Problems:
1. In the thread about spotting duplicate images, why does the reply recommend a binary(20) datatype for the stored hash? Answer in one to three sentences.
2. Pick up the thread about finding duplicate images right after its last sentence and keep writing the reply.
─── Text block
2

I am new on this, and my objection is to build some web application that implement the user to store an image on a database as a storage, and all I want is to reduce if there is a couple or some image that stored twice or more.

So, all I need is how to find duplicate or similar images that already stored on a database, or even better when the user try to import it on the first step, and if their image are similar with an images that already been stored on a database, the system can gave a warn not to store that image.

I just want to develop how to find some similar or duplicate image on a specific directory on a database. Can you give me some explanation from the first about how to build it, and what should I learn to accomplished this from the basic step, like a tutorial or something. I'd like to learn a lot, if it's possible.

Thanks in advance, I really need this help, thanks.

AdityaSetyadi
  • 161
  • 1
  • 2
  • 18

1 Answers1

1

The solution for finding similar images is much more complex so I will stick to the finding duplicate images first. The easiest thing to do is to take a SHA1 hash of image bits. Here is some code in C# to accomplish this (see below). As for storing the hash in a database, I would recommend that you use a binary(20) datatype to store the results of the hash. This allows your SQL server to index and query much faster than storing this hash as a string or some other format.
──────
─── Data
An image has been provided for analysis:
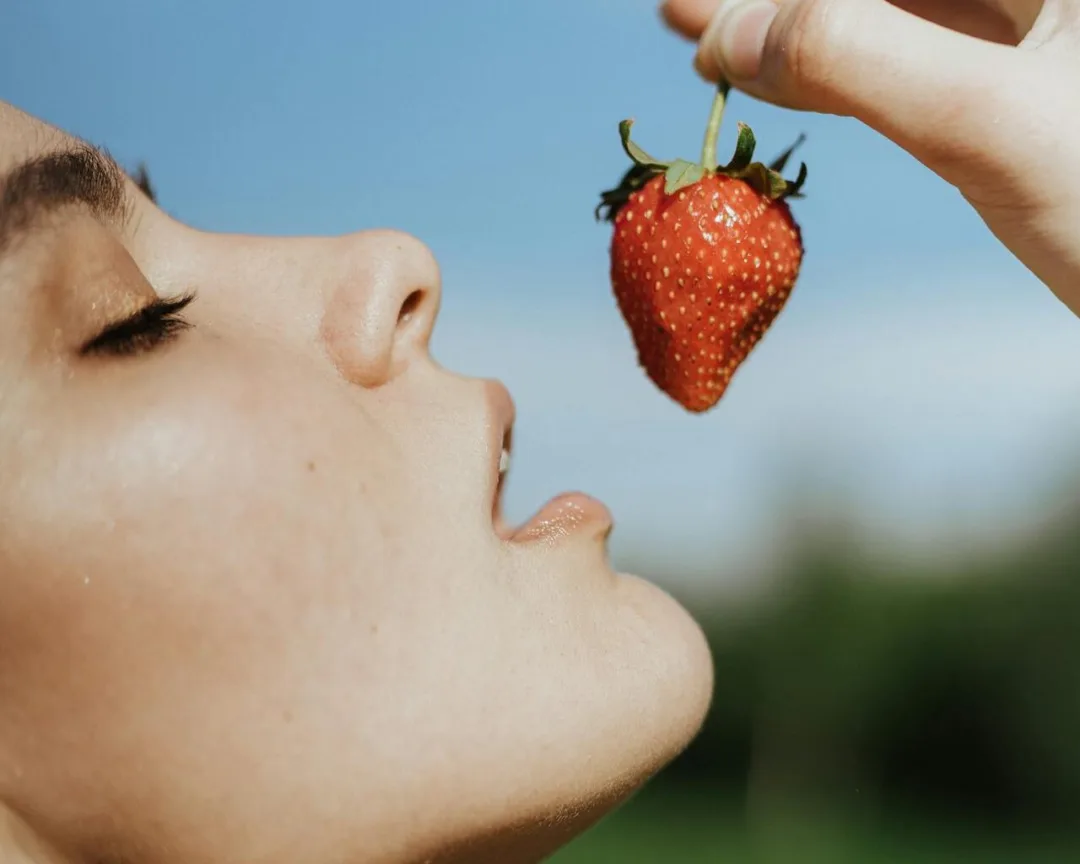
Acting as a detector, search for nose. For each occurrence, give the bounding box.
──────
Answers by task:
1. The reply recommends binary(20) because it lets the SQL server index and query the hash much faster than storing it as a string or some other format.

2.
private static byte[] GetHashCodeForFile(string file)
{
    int maxNumberOfBytesToUse = 3840000;

    using (Stream sr = File.OpenRead(file))
    {
        byte[] buffer = (sr.Length > maxNumberOfBytesToUse) ? new byte[maxNumberOfBytesToUse]: new byte[sr.Length];

        int bytesToReadIn = (sr.Length < maxNumberOfBytesToUse) ? (int)sr.Length : maxNumberOfBytesToUse;

        sr.Read(buffer, 0, bytesToReadIn);
        System.Security.Cryptography.HashAlgorithm hasher = System.Security.Cryptography.SHA1.Create();
        byte[] hashCode = hasher.ComputeHash(buffer);
        return hashCode;

    }
}

Searching for similar images is a difficult problem currently undergoing much research. And it kind of depends on how you define similar. Some prominent methods for finding similar images are:

  • Check the metadata (EXIF or similar) tags in the image file for creation date, similar images can be taken at times that are similar to each other. This may not be the best thing for what you want.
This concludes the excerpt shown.